+++ DATASET RECORDS
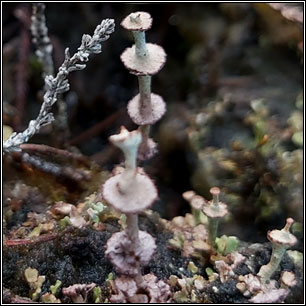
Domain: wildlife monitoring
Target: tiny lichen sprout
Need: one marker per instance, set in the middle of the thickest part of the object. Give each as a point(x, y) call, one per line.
point(214, 210)
point(281, 240)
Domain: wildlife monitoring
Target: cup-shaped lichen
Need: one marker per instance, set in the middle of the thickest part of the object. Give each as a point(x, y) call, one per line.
point(214, 210)
point(130, 192)
point(144, 60)
point(281, 240)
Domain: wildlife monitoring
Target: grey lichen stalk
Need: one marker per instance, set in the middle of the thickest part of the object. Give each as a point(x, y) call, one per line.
point(59, 84)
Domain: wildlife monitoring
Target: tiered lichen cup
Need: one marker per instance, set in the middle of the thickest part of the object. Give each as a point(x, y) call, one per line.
point(144, 60)
point(131, 191)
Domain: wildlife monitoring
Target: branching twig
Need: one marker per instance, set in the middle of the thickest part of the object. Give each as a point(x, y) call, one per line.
point(59, 84)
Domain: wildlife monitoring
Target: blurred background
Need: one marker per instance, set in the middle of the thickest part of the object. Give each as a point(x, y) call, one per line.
point(233, 84)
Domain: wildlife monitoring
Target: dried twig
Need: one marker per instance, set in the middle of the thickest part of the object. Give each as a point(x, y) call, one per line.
point(59, 84)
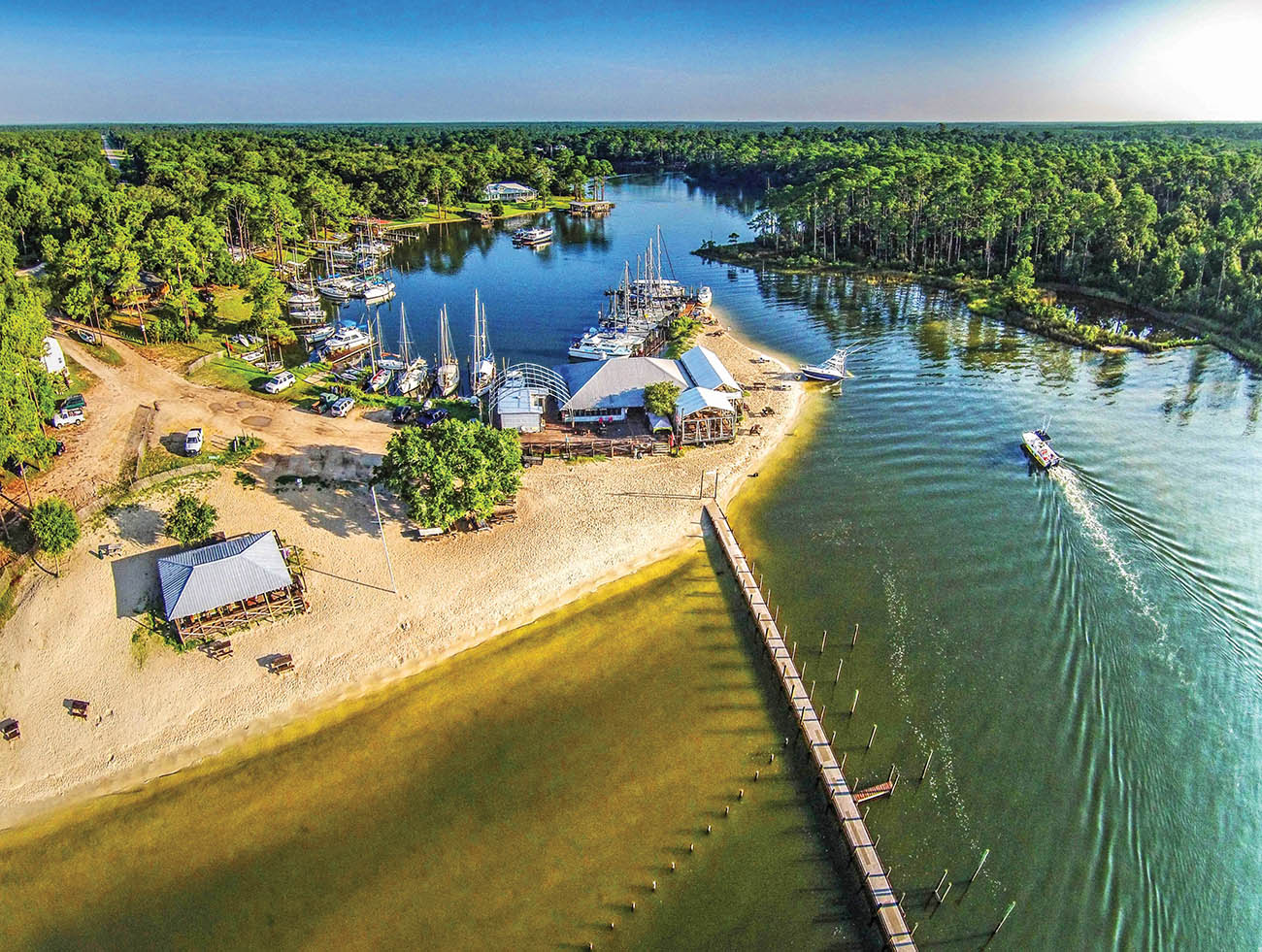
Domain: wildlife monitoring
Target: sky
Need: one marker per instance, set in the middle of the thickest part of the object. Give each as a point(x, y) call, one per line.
point(276, 61)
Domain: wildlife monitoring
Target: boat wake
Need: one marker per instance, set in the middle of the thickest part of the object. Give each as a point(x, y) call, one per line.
point(1079, 501)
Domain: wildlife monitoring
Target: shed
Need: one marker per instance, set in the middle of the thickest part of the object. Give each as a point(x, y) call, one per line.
point(705, 415)
point(213, 589)
point(521, 409)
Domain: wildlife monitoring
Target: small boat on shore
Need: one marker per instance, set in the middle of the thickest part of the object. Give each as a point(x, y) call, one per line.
point(831, 371)
point(1038, 445)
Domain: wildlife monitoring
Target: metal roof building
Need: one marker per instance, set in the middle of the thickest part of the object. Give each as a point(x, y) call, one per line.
point(221, 574)
point(707, 371)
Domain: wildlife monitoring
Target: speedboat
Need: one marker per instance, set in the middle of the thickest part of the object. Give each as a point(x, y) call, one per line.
point(1038, 444)
point(832, 370)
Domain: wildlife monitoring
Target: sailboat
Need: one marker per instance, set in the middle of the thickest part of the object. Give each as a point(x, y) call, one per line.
point(482, 366)
point(447, 374)
point(415, 370)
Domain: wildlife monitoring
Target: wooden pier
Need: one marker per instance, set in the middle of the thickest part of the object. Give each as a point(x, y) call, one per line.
point(876, 884)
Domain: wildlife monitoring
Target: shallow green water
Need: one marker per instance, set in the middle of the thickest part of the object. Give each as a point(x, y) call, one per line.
point(520, 796)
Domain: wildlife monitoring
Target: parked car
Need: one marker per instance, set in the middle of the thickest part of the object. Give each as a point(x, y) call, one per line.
point(282, 381)
point(68, 417)
point(428, 417)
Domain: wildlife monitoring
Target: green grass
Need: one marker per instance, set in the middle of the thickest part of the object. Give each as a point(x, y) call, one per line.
point(518, 796)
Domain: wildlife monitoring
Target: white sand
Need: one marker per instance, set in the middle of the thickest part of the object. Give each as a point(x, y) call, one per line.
point(579, 526)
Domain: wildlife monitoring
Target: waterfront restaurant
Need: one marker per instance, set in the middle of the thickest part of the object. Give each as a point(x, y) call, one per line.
point(510, 192)
point(211, 590)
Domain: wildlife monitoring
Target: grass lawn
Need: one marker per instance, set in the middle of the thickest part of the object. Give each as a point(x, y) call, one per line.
point(231, 374)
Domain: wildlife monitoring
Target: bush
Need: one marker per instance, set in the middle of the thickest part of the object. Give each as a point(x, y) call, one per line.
point(190, 519)
point(54, 527)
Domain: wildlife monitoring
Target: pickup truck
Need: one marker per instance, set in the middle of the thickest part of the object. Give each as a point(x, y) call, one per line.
point(68, 416)
point(282, 381)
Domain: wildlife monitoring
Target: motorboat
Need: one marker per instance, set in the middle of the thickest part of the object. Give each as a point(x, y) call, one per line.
point(531, 236)
point(832, 370)
point(1038, 445)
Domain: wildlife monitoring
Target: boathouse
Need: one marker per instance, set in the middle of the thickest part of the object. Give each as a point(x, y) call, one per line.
point(509, 192)
point(214, 589)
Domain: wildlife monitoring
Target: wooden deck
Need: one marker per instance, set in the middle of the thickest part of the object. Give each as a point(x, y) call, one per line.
point(876, 884)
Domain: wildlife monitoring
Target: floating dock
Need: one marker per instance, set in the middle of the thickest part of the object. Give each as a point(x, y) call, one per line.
point(876, 884)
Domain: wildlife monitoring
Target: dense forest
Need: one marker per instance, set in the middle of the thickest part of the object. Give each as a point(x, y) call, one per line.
point(1166, 215)
point(1162, 215)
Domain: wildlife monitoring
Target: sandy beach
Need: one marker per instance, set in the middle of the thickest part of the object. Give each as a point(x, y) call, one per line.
point(579, 526)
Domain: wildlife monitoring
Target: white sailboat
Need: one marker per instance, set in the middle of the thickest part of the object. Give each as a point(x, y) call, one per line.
point(447, 374)
point(482, 366)
point(415, 370)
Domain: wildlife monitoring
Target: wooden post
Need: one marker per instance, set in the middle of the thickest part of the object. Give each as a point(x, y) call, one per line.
point(1006, 914)
point(985, 855)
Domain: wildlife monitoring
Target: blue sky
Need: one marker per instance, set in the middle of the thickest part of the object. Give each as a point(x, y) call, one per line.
point(492, 59)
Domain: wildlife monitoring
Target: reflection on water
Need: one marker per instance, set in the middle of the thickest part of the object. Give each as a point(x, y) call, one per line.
point(520, 796)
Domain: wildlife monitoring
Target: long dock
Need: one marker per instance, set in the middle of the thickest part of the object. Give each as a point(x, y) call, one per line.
point(876, 884)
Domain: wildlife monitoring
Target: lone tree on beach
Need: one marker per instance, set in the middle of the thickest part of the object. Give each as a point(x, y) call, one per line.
point(190, 519)
point(453, 470)
point(54, 527)
point(660, 397)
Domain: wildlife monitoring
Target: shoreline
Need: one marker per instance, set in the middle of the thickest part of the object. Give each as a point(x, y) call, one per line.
point(1208, 331)
point(50, 779)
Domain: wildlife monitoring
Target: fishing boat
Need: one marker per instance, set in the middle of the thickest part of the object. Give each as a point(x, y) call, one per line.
point(531, 236)
point(832, 370)
point(1036, 443)
point(482, 365)
point(378, 290)
point(346, 341)
point(447, 371)
point(415, 371)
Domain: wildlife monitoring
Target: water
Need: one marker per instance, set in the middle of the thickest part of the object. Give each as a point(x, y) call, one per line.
point(1079, 649)
point(518, 796)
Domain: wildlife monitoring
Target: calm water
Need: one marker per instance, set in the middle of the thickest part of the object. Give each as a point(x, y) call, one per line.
point(518, 796)
point(1080, 651)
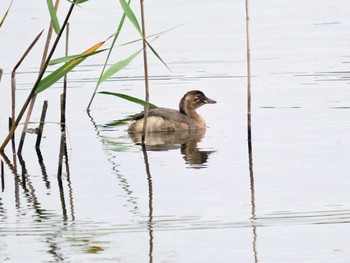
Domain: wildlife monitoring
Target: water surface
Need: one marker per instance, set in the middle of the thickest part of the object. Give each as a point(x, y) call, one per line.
point(116, 202)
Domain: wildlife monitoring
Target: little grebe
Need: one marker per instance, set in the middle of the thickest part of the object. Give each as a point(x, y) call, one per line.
point(168, 120)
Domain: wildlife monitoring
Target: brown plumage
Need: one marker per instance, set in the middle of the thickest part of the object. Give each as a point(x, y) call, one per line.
point(169, 120)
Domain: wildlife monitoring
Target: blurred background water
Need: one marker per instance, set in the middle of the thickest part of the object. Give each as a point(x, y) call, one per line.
point(114, 203)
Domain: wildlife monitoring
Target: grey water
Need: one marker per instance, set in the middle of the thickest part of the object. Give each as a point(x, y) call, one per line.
point(207, 199)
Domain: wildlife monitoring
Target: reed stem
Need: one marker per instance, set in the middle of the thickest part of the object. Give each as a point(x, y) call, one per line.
point(249, 74)
point(42, 71)
point(32, 102)
point(144, 45)
point(41, 125)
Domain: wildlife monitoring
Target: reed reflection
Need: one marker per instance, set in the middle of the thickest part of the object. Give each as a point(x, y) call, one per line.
point(187, 141)
point(150, 203)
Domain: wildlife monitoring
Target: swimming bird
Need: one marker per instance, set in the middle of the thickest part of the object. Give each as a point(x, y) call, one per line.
point(169, 120)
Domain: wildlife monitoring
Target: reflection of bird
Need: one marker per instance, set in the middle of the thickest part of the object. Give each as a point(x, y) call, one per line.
point(168, 120)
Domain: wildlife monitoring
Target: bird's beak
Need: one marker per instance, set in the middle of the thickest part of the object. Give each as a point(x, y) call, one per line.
point(209, 101)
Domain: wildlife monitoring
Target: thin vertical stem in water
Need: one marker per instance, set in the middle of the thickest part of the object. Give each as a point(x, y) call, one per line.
point(249, 126)
point(42, 65)
point(41, 125)
point(32, 92)
point(249, 74)
point(13, 75)
point(64, 95)
point(2, 176)
point(146, 72)
point(150, 202)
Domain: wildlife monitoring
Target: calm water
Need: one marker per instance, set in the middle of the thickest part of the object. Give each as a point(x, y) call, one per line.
point(199, 202)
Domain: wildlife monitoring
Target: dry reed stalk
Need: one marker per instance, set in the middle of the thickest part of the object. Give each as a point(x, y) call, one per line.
point(32, 102)
point(41, 125)
point(249, 74)
point(146, 72)
point(13, 75)
point(64, 95)
point(32, 92)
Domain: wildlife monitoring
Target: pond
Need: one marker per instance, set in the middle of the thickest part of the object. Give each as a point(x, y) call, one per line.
point(205, 200)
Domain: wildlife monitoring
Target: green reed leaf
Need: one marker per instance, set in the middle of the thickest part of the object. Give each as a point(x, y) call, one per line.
point(130, 14)
point(53, 14)
point(6, 13)
point(72, 57)
point(59, 73)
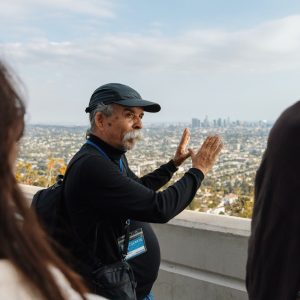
++++++
* PROBLEM DESCRIPTION
Render the stretch from the start of the items through the line containing "point(521, 409)" as a JSON list of strings, one string per line, with blank lines omitted. Leave the pictures out of the answer.

* TASK SOLUTION
[
  "Domain: wildlife monitoring",
  "Target: tiny lichen sprout",
  "Need: one marker per instance, set in the middle of the thickest part of the object. Give each as a point(x, y) call, one per line.",
  "point(214, 210)",
  "point(281, 240)",
  "Domain: wildlife monitoring",
  "Target: cup-shaped lichen",
  "Need: one marker per instance, set in the middle of the thickest part of the object. Give each as a point(x, y) call, one per line.",
  "point(214, 210)",
  "point(130, 192)",
  "point(144, 60)",
  "point(281, 240)",
  "Domain: wildlife monitoring",
  "Target: grey lichen stalk",
  "Need: one marker per instance, set in the middle of the thickest part of the object. Give each as a point(x, y) call, one per line.",
  "point(59, 84)",
  "Domain: wildlife monitoring",
  "Target: tiered lichen cup",
  "Need: one marker per instance, set in the middle of the thickest part of the object. Give each as a point(x, y) call, one per line.",
  "point(144, 60)",
  "point(131, 191)",
  "Domain: wildlife monitoring",
  "Target: branching twig",
  "Need: one marker per instance, set in the middle of the thickest part of the object. Give each as a point(x, y) call, one per line.",
  "point(59, 84)",
  "Domain: wildlife monitoring",
  "Target: blurred background",
  "Need: one marker per instance, set in the middle of the thickest part of the object. Give each as a point(x, y) call, one per line.",
  "point(233, 84)",
  "Domain: wildlife monitoring",
  "Target: dried twig",
  "Need: one marker per instance, set in the middle of the thickest part of the object. Give each as a point(x, y) call, one per line.",
  "point(59, 84)",
  "Domain: wildlife monitoring",
  "Target: sky",
  "Need: one marker per instance, set in the middle of the thickest part of the object. Give each as a point(x, y) call, one per line.",
  "point(276, 61)",
  "Domain: wildlife monitoring",
  "Target: boat wake",
  "Need: one marker per instance, set in the middle of the thickest part of the object. Give each as a point(x, y) call, one per line.",
  "point(1079, 501)",
  "Domain: wildlife monitoring",
  "Target: shed",
  "Need: one marker per instance, set in the middle of the thickest part of the object. Give each as a point(x, y) call, one per line.",
  "point(705, 415)",
  "point(213, 589)",
  "point(521, 409)"
]